--- Stated task ---
Count the lines in the records below that contain the word "pink", and reply with only that number.

-- Start of Task input --

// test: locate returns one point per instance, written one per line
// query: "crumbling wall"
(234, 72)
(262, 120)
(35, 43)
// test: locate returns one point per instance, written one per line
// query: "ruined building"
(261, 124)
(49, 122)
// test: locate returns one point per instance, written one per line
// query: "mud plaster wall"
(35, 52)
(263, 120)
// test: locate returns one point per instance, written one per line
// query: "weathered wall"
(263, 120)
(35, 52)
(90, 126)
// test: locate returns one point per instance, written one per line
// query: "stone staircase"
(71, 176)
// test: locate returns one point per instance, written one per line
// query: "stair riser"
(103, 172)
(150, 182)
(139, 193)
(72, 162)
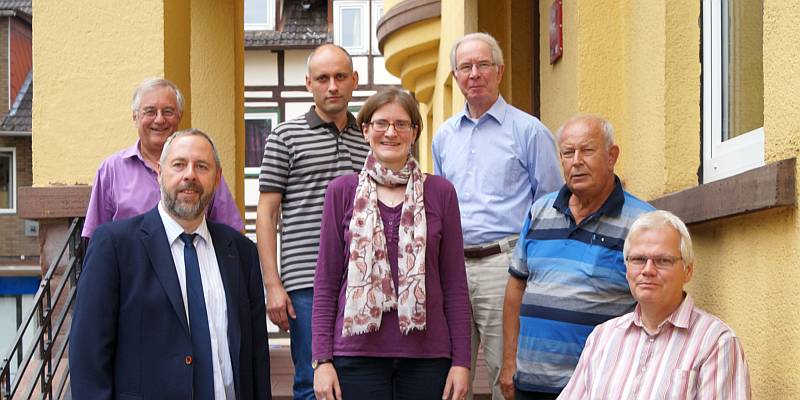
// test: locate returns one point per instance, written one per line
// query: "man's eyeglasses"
(661, 262)
(466, 69)
(153, 112)
(382, 125)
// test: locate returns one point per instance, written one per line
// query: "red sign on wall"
(556, 37)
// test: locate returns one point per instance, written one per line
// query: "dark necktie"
(198, 323)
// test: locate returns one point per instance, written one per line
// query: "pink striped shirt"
(693, 355)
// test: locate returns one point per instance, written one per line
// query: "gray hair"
(497, 53)
(151, 83)
(605, 127)
(657, 219)
(189, 132)
(314, 53)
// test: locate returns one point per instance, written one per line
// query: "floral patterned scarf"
(370, 289)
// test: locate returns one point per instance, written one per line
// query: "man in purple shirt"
(126, 183)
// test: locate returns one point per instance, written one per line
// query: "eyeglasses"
(466, 69)
(153, 112)
(661, 262)
(382, 125)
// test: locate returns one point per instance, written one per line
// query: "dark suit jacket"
(130, 338)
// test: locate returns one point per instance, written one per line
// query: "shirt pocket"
(506, 174)
(683, 385)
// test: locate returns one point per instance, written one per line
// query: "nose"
(473, 71)
(390, 129)
(159, 117)
(189, 173)
(333, 87)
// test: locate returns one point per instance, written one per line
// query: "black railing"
(41, 370)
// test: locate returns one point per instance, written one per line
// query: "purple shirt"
(447, 334)
(125, 187)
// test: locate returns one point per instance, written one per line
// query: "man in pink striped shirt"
(666, 348)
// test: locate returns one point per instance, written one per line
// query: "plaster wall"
(296, 60)
(85, 71)
(260, 68)
(216, 84)
(643, 72)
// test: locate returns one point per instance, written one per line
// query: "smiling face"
(588, 165)
(157, 118)
(391, 148)
(188, 176)
(650, 286)
(331, 80)
(481, 88)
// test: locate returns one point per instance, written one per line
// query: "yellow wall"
(89, 56)
(217, 76)
(638, 64)
(85, 69)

-- End of Task input --

--- Answer below ---
2